**Problem to solve:** All records below must be retyped exactly.

Stored items:
## begin

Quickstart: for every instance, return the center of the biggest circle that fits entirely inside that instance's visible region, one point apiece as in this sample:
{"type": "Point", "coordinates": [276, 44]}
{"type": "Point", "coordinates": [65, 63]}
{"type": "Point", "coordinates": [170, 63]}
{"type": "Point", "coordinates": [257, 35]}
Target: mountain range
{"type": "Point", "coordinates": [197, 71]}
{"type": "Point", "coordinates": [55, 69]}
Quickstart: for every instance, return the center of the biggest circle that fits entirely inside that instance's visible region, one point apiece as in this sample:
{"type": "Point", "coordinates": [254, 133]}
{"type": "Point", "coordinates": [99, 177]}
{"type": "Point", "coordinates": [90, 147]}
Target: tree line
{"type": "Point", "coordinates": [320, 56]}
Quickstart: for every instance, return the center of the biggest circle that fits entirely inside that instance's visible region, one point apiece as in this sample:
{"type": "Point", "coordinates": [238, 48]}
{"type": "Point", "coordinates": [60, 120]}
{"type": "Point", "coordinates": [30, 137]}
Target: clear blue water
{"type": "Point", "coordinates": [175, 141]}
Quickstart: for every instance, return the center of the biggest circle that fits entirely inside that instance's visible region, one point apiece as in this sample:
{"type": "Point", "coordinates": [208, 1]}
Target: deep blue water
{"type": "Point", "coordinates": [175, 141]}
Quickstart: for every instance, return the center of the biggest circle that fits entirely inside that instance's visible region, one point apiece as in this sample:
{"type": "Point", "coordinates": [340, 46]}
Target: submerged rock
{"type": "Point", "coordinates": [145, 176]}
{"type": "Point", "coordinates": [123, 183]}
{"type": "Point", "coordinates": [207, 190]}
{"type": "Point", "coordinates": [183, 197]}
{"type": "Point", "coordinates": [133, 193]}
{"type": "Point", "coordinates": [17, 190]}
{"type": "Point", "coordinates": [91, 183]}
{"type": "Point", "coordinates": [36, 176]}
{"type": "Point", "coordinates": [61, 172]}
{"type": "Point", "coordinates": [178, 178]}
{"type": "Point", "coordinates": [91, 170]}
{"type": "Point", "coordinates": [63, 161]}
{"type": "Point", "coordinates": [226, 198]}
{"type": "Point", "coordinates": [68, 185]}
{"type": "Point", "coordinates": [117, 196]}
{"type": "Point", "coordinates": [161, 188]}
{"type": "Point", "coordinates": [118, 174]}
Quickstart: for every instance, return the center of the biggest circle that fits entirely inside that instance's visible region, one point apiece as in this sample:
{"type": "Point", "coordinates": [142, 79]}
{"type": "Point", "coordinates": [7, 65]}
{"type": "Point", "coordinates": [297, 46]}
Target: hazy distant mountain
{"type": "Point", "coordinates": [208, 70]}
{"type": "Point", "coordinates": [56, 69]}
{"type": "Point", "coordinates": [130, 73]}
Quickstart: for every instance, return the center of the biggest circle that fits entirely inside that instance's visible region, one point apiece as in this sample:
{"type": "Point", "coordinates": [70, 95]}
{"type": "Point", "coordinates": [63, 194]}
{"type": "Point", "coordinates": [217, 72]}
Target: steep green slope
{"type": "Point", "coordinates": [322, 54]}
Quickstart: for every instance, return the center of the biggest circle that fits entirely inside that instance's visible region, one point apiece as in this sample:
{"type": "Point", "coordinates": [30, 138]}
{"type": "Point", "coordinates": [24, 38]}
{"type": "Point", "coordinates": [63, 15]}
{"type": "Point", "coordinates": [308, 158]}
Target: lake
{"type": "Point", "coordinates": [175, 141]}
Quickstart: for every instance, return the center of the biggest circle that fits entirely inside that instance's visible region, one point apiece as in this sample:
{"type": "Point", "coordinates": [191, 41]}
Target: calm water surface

## end

**Solution:**
Quickstart: for every instance, return the center of the biggest circle that fits entirely inside that instance's visible region, one point apiece as in this sample:
{"type": "Point", "coordinates": [276, 44]}
{"type": "Point", "coordinates": [65, 63]}
{"type": "Point", "coordinates": [170, 63]}
{"type": "Point", "coordinates": [257, 35]}
Target: mountain range
{"type": "Point", "coordinates": [197, 71]}
{"type": "Point", "coordinates": [55, 69]}
Quickstart: for every instance, return the center of the biggest circle that fits entirely inside that instance's visible region, one point apiece as in this sample:
{"type": "Point", "coordinates": [254, 133]}
{"type": "Point", "coordinates": [99, 177]}
{"type": "Point", "coordinates": [90, 147]}
Target: tree line
{"type": "Point", "coordinates": [320, 56]}
Quickstart: for every instance, return the center of the biggest circle that fits entirely inside that instance's visible region, one point apiece as in this sample:
{"type": "Point", "coordinates": [238, 48]}
{"type": "Point", "coordinates": [60, 120]}
{"type": "Point", "coordinates": [30, 137]}
Target: clear blue water
{"type": "Point", "coordinates": [175, 141]}
Quickstart: for every instance, return the center of the biggest circle that fits entirely inside that instance's visible region, one point apiece as in this sample:
{"type": "Point", "coordinates": [208, 1]}
Target: deep blue water
{"type": "Point", "coordinates": [175, 141]}
Quickstart: for every instance, return the center of the biggest circle that fits entirely inside that instance's visible region, one point apiece as in this sample:
{"type": "Point", "coordinates": [340, 46]}
Target: submerged rock
{"type": "Point", "coordinates": [145, 176]}
{"type": "Point", "coordinates": [123, 183]}
{"type": "Point", "coordinates": [207, 190]}
{"type": "Point", "coordinates": [183, 197]}
{"type": "Point", "coordinates": [133, 193]}
{"type": "Point", "coordinates": [17, 190]}
{"type": "Point", "coordinates": [91, 183]}
{"type": "Point", "coordinates": [36, 176]}
{"type": "Point", "coordinates": [61, 172]}
{"type": "Point", "coordinates": [178, 178]}
{"type": "Point", "coordinates": [91, 170]}
{"type": "Point", "coordinates": [63, 161]}
{"type": "Point", "coordinates": [226, 198]}
{"type": "Point", "coordinates": [68, 185]}
{"type": "Point", "coordinates": [117, 196]}
{"type": "Point", "coordinates": [161, 188]}
{"type": "Point", "coordinates": [118, 174]}
Quickstart: for every instance, return the center of the biggest circle that fits entirely inside that instance's visible region, one point apiece as in this sample:
{"type": "Point", "coordinates": [142, 79]}
{"type": "Point", "coordinates": [7, 65]}
{"type": "Point", "coordinates": [297, 46]}
Target: hazy distant mountain
{"type": "Point", "coordinates": [208, 70]}
{"type": "Point", "coordinates": [56, 69]}
{"type": "Point", "coordinates": [130, 73]}
Quickstart: for every instance, return the center of the biggest circle that fits entirely inside that instance's visible region, one point apiece as in this sample:
{"type": "Point", "coordinates": [70, 95]}
{"type": "Point", "coordinates": [63, 194]}
{"type": "Point", "coordinates": [217, 72]}
Target: steep green slope
{"type": "Point", "coordinates": [322, 54]}
Quickstart: for every instance, return the center of the biggest circle that fits entirely inside that instance's visible region, one point apiece as in this sample:
{"type": "Point", "coordinates": [30, 138]}
{"type": "Point", "coordinates": [24, 38]}
{"type": "Point", "coordinates": [63, 15]}
{"type": "Point", "coordinates": [308, 158]}
Target: lake
{"type": "Point", "coordinates": [175, 141]}
Quickstart: for every instance, return the center of the biggest circle that fits entirely inside that instance's visible region, one point apiece as in this sample:
{"type": "Point", "coordinates": [191, 41]}
Target: calm water surface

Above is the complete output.